§ ABOUT THIS TASK:
In the piece on time and death, rewrite everything from "Surprise, surprise: there" down to "meaningless and formless.", putting "trade" in place of "commerce".

§ READING PASSAGE:

_ _ _ _

2 min read

Is It Now Yet?

Science suggests the world we see is an illusion—and time might be, too. If time is merely a concept used to organize commerce and worry, then the 'departure' of our loved ones is part of that same illusion. Discover why, in the eternal now, there is no such thing as death.
Clocks ticking seconds minutes hours
Time is only an illusion. 

Science is now at the beginning of unveiling radical hypotheses about the nature of reality and what experience as the real world.    In fact, there are theories being propogated even now that maintain that the real world as we experience is nothing more than an illusion, and that it may not exist at all.   Theories in quantum mechanics support this hypothesis, most especially. 

I find these theories fascinating, and I love to read about them, but the truth is that science - espeically the modern kind - is slow to bring about changes in our everyday living.   In fact, it might be arguably the case that science - other than providing us with conveniences such as western medicine, tech gadgets, and the like - has no real impression upon our day to day living. We still worry. We still grieve. 

So for any theory of science to have any lasting impact, it needs to touch us where we live.  And whether its real or not, we live right here, right now.   We are experiencing our being here and now.   When you sip coffee, you taste it now.  When feel warm water on your skin, you feel it now.  There is no deferring of any of these conscious experiences to a later date or a future timeline. It is all right now. 

In this fashion, it is necessary then for us to assume that everything is now.  Our sense of time is perhaps only a construct of anxiety over a future event (or an attempt to plan one) and our remembrance of past events.   If this is the case, is the present - this moment right now - real?  Isn't now a moment in time all its own?   

Surprise, surprise: there are theories in science about this, too.    While time governs nearly everything we do - down to the very essence of our existence - it is likely only a created concept, one that serves us to organize our commerce and govern our experiences, but one that - if we can ever learn to let go of it - we will find tethers us to unnecessary functions that are meaningless and formless.    

This is all well and good, you are likely thinking. But what do this have to do with death and dying? 

Well, if time does not truly exist, then there has never existed any such time when you were not without your loved one.  They have always been, and because you are the experiencer, they have always been with you.  There was no death.  There was no departing. There was only the illusion of it, just like the illusion of time.

_ _ _ _

§ DATA FOR REVIEW:
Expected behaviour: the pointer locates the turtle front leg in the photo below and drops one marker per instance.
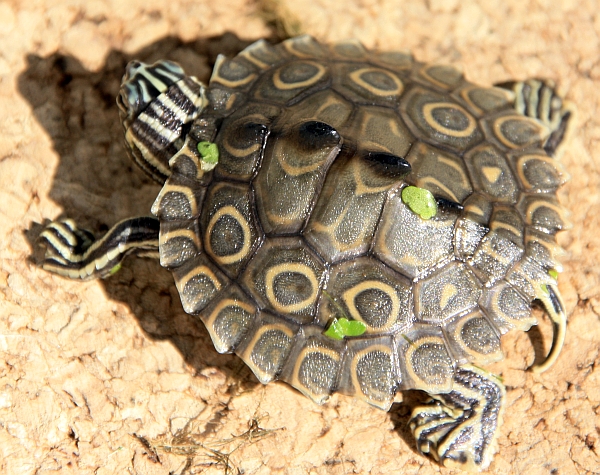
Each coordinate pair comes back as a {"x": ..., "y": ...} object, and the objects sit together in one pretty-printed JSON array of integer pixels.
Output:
[
  {"x": 538, "y": 99},
  {"x": 459, "y": 429},
  {"x": 75, "y": 253}
]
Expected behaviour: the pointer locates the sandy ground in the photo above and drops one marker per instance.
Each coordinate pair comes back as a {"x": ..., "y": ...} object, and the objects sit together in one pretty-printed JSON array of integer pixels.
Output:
[{"x": 112, "y": 377}]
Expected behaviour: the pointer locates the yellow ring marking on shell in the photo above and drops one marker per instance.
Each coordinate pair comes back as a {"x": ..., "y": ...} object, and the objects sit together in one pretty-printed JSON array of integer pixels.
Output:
[
  {"x": 448, "y": 292},
  {"x": 292, "y": 42},
  {"x": 498, "y": 123},
  {"x": 356, "y": 76},
  {"x": 536, "y": 204},
  {"x": 420, "y": 382},
  {"x": 233, "y": 84},
  {"x": 219, "y": 345},
  {"x": 201, "y": 270},
  {"x": 350, "y": 294},
  {"x": 491, "y": 174},
  {"x": 544, "y": 158},
  {"x": 357, "y": 357},
  {"x": 147, "y": 155},
  {"x": 239, "y": 218},
  {"x": 295, "y": 267},
  {"x": 184, "y": 190},
  {"x": 279, "y": 84},
  {"x": 243, "y": 152},
  {"x": 186, "y": 233},
  {"x": 520, "y": 324},
  {"x": 334, "y": 355},
  {"x": 247, "y": 54},
  {"x": 260, "y": 374},
  {"x": 190, "y": 153},
  {"x": 433, "y": 181},
  {"x": 428, "y": 115},
  {"x": 464, "y": 94},
  {"x": 479, "y": 357}
]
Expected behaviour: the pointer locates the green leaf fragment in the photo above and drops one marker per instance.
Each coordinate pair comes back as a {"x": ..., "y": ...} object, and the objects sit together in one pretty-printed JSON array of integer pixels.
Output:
[
  {"x": 209, "y": 152},
  {"x": 115, "y": 269},
  {"x": 420, "y": 201},
  {"x": 342, "y": 327}
]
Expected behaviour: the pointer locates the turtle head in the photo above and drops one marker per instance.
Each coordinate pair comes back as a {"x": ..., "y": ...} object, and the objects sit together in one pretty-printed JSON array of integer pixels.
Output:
[
  {"x": 157, "y": 102},
  {"x": 144, "y": 83}
]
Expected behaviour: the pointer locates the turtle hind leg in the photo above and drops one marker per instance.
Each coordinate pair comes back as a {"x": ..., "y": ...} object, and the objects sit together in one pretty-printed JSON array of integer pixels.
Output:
[
  {"x": 459, "y": 429},
  {"x": 538, "y": 99},
  {"x": 75, "y": 253}
]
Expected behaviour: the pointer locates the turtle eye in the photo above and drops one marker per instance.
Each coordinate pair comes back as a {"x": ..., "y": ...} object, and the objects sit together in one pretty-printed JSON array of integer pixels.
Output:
[
  {"x": 388, "y": 163},
  {"x": 315, "y": 135},
  {"x": 449, "y": 204}
]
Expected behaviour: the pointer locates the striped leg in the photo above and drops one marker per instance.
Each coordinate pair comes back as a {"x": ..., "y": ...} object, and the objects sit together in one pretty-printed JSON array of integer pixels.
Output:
[
  {"x": 459, "y": 429},
  {"x": 538, "y": 99},
  {"x": 75, "y": 253}
]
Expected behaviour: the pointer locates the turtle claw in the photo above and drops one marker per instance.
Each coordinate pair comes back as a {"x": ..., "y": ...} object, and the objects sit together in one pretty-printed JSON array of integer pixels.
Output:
[{"x": 459, "y": 429}]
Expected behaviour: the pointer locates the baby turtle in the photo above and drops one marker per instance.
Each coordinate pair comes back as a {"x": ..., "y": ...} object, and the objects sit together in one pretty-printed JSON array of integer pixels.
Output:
[{"x": 349, "y": 220}]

_ _ _ _

§ RESPONSE AREA:
Surprise, surprise: there are theories in science about this, too.    While time governs nearly everything we do - down to the very essence of our existence - it is likely only a created concept, one that serves us to organize our trade and govern our experiences, but one that - if we can ever learn to let go of it - we will find tethers us to unnecessary functions that are meaningless and formless.